Extract provided:
Swati Bhattacharya, Creative Chairperson, FCB India, at this point, brings an interesting observation to the conversation, which shifts the entire meaning of unboxing for me. She says, “I think boxing is a problem that humanity faces, everybody is put in a box – a woman box, a liberal box, a bhakt box. Even when I am interviewed, I am often called a woman CCO, so a woman CCO is a box that is different from a CCO box. I think boxing means letting somebody put a label on you and not giving you enough elbow room to be yourself.” Swati is all for unboxing, not just for LGBTQ but for everyone.
Swati Bhattacharya has conceptualized the initiative of ‘Unbox Me’ in an attempt to symbolically address the isolation and marginalization of trans children, which begins right in their own families. Swati came up with this concept when she was working on the ‘See me as I am,’ the UNAIDS 2021 film for trans visibility. It was then she started to connect with a lot of people from the trans community. Their stories of pain, isolation, and childhood, were where the seeds of this idea were born.

Given entries:
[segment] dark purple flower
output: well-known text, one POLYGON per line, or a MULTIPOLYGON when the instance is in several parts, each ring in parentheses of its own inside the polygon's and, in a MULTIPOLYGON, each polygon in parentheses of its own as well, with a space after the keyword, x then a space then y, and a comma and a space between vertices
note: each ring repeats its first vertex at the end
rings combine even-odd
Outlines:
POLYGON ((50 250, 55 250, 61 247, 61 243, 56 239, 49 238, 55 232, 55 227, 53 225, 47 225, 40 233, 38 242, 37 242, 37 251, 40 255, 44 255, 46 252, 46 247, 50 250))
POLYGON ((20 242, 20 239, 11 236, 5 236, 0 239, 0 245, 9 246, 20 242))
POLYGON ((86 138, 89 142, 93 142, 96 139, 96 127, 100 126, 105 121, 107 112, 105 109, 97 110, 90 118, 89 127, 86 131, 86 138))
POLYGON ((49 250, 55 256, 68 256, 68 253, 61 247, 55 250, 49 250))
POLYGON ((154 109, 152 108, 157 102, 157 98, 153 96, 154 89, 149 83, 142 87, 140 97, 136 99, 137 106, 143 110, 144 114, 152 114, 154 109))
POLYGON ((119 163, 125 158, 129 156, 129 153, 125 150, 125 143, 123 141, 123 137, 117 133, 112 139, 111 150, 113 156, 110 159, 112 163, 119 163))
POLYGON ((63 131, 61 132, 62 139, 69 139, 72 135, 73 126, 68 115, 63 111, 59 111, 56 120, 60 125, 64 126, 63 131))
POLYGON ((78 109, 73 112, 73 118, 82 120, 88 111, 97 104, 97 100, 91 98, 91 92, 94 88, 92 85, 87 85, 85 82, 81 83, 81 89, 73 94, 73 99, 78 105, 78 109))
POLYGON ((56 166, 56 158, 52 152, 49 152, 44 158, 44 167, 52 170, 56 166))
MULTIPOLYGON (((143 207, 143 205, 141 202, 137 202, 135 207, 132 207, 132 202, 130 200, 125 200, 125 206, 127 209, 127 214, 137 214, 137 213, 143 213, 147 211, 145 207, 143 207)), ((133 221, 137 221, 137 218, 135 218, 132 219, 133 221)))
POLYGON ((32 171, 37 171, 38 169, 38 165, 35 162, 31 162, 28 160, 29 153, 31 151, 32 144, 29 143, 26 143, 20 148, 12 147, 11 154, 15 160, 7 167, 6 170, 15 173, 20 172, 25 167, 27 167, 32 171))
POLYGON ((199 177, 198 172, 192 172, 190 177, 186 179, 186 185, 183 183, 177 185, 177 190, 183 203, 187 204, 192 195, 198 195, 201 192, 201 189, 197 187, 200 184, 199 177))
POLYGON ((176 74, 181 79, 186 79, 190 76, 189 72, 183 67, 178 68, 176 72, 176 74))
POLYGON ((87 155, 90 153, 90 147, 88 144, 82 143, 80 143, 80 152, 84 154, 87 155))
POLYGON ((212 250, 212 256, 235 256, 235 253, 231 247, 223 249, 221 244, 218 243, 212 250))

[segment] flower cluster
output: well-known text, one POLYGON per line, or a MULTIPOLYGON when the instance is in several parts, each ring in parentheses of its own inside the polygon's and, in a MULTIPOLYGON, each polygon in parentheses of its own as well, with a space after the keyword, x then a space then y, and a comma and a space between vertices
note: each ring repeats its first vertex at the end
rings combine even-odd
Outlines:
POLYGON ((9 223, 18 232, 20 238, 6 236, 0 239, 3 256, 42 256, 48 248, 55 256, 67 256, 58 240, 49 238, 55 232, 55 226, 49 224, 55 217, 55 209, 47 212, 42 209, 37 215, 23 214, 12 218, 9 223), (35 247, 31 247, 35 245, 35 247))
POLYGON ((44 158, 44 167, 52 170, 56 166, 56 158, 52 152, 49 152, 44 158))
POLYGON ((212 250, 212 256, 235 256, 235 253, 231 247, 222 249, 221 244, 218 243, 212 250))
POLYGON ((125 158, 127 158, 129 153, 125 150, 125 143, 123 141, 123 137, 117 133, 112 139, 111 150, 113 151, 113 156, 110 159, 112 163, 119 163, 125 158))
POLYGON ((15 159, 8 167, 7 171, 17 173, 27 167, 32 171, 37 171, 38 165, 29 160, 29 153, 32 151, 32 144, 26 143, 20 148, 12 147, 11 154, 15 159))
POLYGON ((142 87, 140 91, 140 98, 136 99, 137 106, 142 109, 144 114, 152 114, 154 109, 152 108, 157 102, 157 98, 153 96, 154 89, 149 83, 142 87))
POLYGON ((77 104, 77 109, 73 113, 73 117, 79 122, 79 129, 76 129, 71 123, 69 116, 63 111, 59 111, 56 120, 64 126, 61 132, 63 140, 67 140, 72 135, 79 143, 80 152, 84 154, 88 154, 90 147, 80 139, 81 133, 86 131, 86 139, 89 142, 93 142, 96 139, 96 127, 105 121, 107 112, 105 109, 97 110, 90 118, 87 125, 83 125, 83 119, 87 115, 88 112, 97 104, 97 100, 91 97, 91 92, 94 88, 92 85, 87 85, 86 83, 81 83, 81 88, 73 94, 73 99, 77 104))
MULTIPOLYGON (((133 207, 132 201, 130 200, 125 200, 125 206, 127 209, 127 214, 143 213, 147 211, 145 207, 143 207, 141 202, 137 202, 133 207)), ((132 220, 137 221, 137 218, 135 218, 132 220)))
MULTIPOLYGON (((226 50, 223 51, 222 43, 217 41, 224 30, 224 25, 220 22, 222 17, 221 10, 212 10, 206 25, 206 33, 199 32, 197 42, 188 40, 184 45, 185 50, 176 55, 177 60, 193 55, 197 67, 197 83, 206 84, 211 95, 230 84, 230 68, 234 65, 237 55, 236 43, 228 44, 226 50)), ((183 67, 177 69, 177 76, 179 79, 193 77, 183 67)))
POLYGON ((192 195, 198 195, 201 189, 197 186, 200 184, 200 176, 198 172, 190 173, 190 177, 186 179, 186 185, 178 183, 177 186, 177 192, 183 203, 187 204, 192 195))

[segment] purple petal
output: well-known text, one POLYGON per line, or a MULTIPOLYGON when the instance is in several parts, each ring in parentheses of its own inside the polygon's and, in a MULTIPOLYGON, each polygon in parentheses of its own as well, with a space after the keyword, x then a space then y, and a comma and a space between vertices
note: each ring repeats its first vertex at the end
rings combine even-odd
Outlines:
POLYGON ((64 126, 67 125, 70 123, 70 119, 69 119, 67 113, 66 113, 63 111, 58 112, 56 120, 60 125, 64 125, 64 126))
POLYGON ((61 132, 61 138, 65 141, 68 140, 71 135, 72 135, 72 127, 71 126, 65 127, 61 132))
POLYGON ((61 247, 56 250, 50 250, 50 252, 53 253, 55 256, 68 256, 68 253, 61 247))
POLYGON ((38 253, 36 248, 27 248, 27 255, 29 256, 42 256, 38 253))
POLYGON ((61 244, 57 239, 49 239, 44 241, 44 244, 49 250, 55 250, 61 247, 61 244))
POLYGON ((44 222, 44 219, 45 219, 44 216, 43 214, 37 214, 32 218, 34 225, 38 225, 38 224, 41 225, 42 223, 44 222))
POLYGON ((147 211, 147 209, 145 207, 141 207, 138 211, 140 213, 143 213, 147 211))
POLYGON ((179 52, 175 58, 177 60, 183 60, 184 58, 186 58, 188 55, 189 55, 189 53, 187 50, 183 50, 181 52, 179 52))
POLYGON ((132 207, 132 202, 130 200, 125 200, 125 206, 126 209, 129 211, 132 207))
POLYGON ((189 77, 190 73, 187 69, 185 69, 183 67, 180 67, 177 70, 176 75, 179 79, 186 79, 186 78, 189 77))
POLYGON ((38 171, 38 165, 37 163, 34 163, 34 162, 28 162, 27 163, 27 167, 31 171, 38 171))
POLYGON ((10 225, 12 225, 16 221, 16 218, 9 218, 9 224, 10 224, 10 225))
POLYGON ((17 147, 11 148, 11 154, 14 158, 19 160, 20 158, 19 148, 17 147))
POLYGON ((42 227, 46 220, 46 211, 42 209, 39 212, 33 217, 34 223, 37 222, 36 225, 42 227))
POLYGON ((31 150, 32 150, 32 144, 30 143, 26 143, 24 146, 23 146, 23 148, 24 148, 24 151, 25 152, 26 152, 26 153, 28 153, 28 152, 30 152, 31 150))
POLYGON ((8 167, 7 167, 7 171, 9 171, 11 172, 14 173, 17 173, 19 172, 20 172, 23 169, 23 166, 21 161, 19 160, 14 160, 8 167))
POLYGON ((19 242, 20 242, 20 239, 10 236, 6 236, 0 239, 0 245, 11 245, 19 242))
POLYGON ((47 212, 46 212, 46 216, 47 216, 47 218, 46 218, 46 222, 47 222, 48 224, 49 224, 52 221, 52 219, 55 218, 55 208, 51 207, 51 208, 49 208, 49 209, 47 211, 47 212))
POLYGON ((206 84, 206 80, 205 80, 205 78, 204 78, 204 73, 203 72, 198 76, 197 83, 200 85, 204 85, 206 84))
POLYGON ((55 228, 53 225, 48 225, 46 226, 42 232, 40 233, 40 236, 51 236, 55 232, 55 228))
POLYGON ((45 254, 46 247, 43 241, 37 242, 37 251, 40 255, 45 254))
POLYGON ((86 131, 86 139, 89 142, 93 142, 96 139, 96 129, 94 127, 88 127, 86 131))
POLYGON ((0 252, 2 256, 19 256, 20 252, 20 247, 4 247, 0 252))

...

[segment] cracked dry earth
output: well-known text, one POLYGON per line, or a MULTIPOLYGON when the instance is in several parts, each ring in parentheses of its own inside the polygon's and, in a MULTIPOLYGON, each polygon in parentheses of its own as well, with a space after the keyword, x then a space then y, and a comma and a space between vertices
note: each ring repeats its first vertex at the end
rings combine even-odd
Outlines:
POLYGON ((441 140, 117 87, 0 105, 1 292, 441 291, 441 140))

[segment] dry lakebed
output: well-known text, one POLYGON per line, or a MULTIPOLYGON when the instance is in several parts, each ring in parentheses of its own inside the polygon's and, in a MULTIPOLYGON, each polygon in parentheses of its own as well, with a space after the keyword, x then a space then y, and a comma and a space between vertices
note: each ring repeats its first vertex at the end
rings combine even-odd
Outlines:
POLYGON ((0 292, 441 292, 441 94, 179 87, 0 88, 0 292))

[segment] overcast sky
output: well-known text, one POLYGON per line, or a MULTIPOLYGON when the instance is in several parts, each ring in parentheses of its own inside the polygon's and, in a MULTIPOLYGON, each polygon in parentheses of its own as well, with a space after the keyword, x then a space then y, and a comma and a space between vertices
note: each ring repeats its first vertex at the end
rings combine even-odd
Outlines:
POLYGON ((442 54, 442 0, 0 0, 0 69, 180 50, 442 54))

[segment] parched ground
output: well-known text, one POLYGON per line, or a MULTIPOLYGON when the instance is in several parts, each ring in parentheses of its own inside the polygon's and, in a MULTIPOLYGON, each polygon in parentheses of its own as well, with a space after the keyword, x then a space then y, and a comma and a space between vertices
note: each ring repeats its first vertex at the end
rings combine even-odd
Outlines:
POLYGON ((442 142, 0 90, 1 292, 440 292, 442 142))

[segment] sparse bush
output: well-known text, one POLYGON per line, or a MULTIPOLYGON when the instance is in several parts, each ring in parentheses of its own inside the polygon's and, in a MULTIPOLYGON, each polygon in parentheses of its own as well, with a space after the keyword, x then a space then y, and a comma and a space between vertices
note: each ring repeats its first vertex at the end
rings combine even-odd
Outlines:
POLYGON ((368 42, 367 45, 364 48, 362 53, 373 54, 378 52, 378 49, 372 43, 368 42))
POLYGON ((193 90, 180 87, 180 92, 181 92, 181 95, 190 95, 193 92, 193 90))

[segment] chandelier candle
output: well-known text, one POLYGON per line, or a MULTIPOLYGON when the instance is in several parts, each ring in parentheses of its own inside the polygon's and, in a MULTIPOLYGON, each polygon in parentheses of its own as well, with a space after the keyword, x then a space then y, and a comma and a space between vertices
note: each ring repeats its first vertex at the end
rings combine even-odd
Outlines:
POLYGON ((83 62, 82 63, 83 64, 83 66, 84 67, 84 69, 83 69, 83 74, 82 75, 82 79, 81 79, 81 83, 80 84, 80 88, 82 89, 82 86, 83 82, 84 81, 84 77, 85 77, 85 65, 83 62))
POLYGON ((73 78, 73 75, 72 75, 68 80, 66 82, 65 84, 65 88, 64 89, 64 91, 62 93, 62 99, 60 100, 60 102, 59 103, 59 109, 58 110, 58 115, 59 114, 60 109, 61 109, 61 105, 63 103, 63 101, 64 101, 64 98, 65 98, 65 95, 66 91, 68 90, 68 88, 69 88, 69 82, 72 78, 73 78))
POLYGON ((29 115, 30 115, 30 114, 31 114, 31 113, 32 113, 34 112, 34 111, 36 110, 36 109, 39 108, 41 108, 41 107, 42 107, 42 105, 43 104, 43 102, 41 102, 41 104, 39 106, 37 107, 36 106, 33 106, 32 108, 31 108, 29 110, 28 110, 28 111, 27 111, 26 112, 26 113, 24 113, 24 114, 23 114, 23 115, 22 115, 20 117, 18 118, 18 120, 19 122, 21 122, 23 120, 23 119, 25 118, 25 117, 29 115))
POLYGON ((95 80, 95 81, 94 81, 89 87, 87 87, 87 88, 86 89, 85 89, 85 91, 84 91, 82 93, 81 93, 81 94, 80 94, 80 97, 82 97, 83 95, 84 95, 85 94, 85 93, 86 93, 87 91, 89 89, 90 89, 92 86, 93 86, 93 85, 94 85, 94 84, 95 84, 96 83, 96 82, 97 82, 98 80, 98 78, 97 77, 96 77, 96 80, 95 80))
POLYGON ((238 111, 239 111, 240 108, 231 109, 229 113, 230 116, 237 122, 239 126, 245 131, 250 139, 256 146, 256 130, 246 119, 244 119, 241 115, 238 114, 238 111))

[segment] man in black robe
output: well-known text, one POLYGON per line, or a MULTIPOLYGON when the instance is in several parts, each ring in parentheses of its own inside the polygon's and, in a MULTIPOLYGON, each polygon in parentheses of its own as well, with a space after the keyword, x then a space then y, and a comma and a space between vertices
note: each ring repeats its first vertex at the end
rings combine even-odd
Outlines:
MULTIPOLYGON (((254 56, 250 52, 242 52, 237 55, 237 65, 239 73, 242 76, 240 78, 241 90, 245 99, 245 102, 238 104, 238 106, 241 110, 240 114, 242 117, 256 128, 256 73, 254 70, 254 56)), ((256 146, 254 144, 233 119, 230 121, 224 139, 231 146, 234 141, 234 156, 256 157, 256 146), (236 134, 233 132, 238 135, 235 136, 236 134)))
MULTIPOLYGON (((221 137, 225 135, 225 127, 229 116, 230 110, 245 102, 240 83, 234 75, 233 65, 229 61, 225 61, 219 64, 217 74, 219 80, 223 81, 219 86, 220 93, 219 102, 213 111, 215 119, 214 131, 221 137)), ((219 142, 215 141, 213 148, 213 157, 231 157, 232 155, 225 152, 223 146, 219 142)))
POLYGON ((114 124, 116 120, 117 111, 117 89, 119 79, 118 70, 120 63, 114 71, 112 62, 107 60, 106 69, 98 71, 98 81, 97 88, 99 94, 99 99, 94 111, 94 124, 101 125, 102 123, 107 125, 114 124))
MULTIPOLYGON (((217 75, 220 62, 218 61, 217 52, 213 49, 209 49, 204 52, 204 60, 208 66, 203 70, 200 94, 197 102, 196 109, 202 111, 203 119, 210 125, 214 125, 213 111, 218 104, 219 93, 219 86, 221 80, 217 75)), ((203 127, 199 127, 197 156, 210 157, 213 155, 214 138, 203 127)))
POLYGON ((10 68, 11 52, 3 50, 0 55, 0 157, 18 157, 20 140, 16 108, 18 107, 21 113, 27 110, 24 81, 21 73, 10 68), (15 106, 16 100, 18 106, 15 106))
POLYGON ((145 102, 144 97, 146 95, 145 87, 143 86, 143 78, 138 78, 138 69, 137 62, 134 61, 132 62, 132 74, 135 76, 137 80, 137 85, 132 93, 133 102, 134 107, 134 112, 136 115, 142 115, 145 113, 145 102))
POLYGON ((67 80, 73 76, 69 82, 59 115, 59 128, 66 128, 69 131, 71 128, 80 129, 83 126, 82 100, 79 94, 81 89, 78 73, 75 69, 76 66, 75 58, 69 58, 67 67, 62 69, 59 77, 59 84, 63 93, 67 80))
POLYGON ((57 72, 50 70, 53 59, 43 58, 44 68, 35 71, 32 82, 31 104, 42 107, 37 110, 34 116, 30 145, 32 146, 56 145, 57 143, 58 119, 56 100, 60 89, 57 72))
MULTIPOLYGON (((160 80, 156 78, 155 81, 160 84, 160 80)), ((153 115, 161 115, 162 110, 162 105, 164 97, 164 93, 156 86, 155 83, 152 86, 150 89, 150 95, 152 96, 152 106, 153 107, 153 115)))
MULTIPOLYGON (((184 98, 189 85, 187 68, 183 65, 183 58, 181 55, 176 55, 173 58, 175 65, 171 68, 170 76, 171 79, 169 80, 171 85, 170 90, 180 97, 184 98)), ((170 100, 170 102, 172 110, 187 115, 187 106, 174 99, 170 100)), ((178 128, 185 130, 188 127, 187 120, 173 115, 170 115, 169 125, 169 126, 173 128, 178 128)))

==

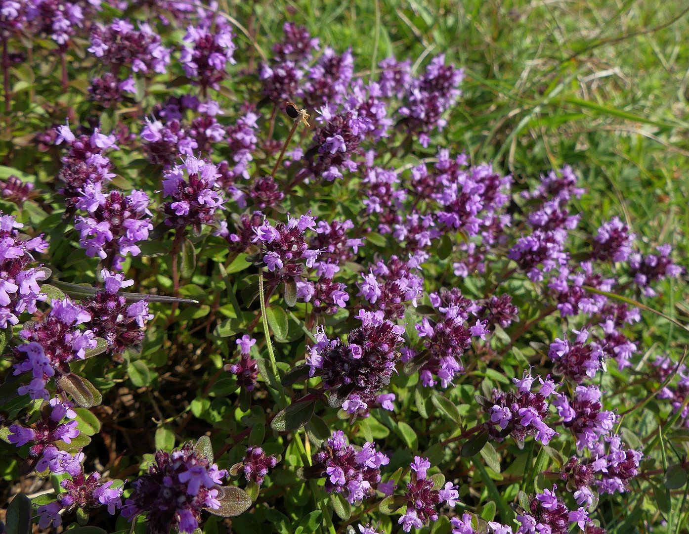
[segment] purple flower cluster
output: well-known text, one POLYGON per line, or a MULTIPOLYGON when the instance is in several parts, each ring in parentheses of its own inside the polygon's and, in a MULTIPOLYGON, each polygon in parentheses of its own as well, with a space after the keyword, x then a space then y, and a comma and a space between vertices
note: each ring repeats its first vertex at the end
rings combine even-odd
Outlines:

Given instruction 1:
Rewrite the portion of the passage on the Unbox Me initiative that opens with the words containing "Swati Bhattacharya has" and closes with "idea were born.", replacing "isolation" with "exclusion".
Given instruction 2:
Continue the passage on unboxing and the Unbox Me initiative, starting after its final sentence.
The material comes from a source unrelated to the passage on unboxing.

Written response 1:
Swati Bhattacharya has conceptualized the initiative of ‘Unbox Me’ in an attempt to symbolically address the exclusion and marginalization of trans children, which begins right in their own families. Swati came up with this concept when she was working on the ‘See me as I am,’ the UNAIDS 2021 film for trans visibility. It was then she started to connect with a lot of people from the trans community. Their stories of pain, exclusion, and childhood, were where the seeds of this idea were born.

Written response 2:
An earnest effort to symbolically unbox their secret to the world and open the conversation for so many transgender children out there, not just in India, but everywhere, Unbox Me, has been receiving support from the education community with principals of many prominent schools coming forward ( Many prestigious schools such as The Shriram/Vasant Valley/ The Millennium Schools, Mussoorie International School are already on the board, with many joining their hands with the initiative soon) to help spread the message among their own teacher-student-parent community.
The videos, made under ‘Unbox Me’ are a play on the popular unboxing videos, in which people unpack gadgets and toys. Only this time, the unboxings have a much deeper meaning.
Swati, speaking about her favorite moments in the film, says, “The feeling of being uninvited by the society or uninvited in an organization or uninvited by a friend, is the emotion I understand really well. And I think the themes of being uninvited at home or uninvited in school – all those moments were very piercing and sad and kind of propelled you to act on that and do something about it.”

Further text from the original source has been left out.